Exercise objective.
From the entries below, pull out every line that contains the word "tight" and copy each such line in full.

Study material.

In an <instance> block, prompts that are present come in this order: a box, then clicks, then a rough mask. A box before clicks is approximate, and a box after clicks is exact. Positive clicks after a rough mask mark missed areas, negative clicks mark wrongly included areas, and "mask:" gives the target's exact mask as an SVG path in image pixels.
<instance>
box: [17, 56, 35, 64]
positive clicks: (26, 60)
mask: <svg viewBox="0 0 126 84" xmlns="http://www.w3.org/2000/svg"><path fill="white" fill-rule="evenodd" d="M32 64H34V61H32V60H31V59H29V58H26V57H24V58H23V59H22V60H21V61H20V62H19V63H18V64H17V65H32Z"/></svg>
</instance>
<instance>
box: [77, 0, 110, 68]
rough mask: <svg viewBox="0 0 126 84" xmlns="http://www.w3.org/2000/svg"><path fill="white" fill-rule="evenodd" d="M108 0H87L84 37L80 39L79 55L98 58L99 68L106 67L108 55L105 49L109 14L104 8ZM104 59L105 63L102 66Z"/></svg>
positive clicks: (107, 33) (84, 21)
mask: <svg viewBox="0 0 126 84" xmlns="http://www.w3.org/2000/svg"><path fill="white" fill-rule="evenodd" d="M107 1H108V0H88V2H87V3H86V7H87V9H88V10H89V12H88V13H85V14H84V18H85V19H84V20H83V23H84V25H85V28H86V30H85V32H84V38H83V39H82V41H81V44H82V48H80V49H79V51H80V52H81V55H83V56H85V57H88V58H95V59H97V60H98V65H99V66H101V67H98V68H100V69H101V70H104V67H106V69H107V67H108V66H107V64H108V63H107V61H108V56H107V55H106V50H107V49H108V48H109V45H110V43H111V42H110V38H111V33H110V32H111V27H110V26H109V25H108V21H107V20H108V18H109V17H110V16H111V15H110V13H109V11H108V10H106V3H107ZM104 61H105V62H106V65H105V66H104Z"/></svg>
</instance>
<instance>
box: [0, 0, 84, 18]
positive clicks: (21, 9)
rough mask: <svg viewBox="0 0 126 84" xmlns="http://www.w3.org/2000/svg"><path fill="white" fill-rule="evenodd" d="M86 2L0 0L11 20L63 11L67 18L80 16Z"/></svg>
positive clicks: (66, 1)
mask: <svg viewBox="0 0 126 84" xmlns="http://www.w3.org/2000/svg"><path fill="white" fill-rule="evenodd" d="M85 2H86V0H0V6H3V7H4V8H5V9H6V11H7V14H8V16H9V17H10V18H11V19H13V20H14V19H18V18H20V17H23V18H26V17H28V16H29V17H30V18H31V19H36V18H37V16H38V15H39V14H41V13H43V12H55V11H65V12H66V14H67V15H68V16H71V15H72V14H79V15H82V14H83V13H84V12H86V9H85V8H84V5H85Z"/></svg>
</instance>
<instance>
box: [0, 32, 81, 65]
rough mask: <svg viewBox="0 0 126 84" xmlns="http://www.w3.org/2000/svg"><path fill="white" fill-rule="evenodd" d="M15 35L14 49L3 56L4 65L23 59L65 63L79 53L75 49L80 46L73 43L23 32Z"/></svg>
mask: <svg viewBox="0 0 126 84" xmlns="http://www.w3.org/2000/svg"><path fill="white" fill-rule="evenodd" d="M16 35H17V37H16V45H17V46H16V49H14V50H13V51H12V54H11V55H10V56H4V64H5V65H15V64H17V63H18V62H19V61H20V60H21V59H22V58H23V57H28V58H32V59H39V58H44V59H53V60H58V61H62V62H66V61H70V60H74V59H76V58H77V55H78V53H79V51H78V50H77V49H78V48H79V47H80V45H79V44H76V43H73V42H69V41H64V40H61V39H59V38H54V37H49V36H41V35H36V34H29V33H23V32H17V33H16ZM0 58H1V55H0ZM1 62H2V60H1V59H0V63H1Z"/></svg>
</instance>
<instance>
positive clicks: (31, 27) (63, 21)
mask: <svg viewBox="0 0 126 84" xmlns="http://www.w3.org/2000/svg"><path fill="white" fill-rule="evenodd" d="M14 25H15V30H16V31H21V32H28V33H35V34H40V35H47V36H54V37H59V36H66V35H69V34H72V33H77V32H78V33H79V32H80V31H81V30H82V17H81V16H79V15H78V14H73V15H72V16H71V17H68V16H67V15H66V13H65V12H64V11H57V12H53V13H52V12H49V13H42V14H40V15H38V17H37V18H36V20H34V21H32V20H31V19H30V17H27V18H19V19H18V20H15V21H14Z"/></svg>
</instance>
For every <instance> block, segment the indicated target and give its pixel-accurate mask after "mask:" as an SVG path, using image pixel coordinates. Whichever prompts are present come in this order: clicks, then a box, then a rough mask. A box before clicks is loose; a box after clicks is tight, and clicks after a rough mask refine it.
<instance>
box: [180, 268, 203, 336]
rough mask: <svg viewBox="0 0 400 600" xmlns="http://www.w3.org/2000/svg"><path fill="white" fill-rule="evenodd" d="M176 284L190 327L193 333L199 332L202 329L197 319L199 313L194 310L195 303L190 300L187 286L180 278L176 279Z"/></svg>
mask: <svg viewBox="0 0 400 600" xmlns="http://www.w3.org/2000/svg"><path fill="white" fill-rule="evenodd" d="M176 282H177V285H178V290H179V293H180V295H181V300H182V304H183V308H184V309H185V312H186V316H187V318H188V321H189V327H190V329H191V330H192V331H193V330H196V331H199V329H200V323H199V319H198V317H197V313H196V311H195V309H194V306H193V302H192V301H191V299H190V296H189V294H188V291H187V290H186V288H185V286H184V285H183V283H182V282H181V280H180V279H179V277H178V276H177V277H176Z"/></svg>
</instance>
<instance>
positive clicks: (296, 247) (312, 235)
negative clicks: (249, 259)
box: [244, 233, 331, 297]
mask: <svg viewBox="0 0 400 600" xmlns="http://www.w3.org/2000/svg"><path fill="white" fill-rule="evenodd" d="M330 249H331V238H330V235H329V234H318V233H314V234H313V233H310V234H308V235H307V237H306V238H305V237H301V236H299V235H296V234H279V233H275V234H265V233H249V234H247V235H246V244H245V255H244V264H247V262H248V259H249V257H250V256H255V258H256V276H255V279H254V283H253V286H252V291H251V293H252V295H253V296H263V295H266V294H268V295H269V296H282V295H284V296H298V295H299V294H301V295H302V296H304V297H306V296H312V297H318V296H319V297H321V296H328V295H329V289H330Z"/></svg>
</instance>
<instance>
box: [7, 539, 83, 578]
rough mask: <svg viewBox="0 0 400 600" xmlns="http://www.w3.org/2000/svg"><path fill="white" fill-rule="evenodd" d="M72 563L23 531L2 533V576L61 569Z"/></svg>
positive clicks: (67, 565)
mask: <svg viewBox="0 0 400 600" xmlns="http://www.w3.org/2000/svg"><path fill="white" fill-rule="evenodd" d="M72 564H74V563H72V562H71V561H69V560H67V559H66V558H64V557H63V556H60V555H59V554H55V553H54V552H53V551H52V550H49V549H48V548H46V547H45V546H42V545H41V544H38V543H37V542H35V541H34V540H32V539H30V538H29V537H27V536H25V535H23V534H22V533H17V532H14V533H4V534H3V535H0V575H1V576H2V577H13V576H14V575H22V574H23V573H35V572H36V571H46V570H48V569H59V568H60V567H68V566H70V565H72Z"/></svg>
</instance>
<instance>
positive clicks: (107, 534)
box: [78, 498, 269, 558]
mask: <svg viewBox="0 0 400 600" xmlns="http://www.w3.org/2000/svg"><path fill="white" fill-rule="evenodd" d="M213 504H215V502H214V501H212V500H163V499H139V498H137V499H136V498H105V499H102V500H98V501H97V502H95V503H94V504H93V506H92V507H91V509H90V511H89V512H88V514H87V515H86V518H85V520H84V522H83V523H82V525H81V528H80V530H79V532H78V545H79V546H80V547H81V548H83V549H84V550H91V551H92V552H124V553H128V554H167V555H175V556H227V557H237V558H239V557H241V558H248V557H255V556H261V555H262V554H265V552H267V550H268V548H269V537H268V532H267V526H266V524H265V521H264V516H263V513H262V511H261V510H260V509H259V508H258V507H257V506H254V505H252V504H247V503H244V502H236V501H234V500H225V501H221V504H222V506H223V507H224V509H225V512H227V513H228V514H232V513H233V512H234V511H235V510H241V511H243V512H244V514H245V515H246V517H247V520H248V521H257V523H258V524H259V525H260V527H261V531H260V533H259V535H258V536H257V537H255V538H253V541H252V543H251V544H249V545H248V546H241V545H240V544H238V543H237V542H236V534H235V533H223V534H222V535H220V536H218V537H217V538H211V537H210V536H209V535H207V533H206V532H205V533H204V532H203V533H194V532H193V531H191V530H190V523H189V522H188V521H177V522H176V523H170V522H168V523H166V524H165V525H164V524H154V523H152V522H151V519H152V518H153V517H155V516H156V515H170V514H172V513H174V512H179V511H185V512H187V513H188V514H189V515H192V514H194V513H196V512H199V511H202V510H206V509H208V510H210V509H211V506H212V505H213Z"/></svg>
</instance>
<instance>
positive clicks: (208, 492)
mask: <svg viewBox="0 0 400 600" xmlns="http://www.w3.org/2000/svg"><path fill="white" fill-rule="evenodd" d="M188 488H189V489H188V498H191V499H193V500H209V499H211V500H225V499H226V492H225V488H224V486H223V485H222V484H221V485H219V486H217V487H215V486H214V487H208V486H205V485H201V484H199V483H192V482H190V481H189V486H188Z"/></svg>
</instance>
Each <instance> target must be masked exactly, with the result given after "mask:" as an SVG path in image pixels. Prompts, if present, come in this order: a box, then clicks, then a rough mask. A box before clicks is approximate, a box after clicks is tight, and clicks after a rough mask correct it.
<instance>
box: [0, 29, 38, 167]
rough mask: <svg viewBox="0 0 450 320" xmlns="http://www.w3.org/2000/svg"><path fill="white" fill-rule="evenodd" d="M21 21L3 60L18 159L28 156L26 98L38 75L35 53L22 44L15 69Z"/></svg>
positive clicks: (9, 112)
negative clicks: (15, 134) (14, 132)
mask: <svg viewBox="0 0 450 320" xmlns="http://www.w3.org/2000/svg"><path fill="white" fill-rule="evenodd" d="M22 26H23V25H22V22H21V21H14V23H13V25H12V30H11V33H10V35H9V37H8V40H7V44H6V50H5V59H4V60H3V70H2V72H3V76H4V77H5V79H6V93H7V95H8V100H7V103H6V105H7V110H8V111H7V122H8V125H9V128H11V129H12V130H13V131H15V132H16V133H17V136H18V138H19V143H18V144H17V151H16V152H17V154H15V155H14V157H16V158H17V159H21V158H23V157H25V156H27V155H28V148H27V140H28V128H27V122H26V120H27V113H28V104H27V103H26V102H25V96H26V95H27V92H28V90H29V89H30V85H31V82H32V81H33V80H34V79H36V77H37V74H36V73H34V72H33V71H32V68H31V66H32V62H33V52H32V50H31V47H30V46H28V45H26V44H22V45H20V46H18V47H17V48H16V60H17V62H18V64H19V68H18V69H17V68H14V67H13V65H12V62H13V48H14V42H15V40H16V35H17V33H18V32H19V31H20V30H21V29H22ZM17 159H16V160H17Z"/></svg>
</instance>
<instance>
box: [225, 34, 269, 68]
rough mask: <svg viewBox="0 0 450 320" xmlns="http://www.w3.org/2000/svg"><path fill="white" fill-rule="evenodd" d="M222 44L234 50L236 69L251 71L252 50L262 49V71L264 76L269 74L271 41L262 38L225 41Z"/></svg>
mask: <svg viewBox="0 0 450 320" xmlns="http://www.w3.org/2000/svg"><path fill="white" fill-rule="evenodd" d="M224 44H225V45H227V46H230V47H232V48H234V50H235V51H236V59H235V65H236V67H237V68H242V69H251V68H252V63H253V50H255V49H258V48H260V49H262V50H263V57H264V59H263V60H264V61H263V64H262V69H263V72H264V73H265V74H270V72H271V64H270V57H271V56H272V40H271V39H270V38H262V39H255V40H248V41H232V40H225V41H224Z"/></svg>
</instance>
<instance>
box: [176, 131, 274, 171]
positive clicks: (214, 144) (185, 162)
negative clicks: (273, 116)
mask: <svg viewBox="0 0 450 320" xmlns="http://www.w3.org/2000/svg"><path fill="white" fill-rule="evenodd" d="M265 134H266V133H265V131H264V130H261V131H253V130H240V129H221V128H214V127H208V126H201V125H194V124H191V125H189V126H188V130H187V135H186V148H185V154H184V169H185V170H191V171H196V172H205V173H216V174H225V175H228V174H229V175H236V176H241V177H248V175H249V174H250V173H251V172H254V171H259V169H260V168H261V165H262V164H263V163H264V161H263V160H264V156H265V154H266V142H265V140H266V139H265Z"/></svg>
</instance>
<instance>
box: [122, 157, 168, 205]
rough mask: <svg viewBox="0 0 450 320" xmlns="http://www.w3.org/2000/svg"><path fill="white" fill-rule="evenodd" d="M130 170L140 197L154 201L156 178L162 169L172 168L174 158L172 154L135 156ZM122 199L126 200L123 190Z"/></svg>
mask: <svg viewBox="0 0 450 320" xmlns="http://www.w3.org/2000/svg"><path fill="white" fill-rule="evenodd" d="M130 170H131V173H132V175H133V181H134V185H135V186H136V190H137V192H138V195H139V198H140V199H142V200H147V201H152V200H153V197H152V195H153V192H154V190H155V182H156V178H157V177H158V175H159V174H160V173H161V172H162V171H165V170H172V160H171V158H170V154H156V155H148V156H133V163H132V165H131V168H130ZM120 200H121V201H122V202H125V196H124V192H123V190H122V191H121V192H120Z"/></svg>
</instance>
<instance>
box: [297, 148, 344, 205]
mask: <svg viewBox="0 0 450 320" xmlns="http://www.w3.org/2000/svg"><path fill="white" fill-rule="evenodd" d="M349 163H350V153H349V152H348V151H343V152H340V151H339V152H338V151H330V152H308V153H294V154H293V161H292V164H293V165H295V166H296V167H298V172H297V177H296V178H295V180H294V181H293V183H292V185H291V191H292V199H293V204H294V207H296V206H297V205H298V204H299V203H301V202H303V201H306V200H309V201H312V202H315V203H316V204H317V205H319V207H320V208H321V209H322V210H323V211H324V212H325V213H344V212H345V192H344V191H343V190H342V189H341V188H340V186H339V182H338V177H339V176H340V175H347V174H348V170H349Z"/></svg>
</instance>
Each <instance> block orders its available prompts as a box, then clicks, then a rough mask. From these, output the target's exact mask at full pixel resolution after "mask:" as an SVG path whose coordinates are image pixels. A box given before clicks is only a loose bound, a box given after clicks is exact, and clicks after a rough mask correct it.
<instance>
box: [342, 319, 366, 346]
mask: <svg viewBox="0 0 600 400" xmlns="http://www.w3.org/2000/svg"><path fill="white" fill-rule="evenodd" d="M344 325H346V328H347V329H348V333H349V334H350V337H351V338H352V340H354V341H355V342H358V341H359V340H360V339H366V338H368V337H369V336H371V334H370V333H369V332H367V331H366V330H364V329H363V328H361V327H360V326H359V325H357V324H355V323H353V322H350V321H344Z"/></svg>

Solution to this exercise.
For every <instance> block, segment the indicated target and give its pixel-accurate mask after "mask:" as an SVG path, using image pixel coordinates. Whichever prompts are present come in this order: clicks, then a box, then a rough mask. A box before clicks is loose; a box after clicks is tight, and clicks after a rough mask refine it.
Each <instance> target must be masked exactly, with the result given after "mask:" as an SVG path in image pixels. Prompts, if present, come in this order: a box, then clicks, then a rough mask. A box before clicks is approximate, a box after clicks is tight, and clicks after a rough mask correct it.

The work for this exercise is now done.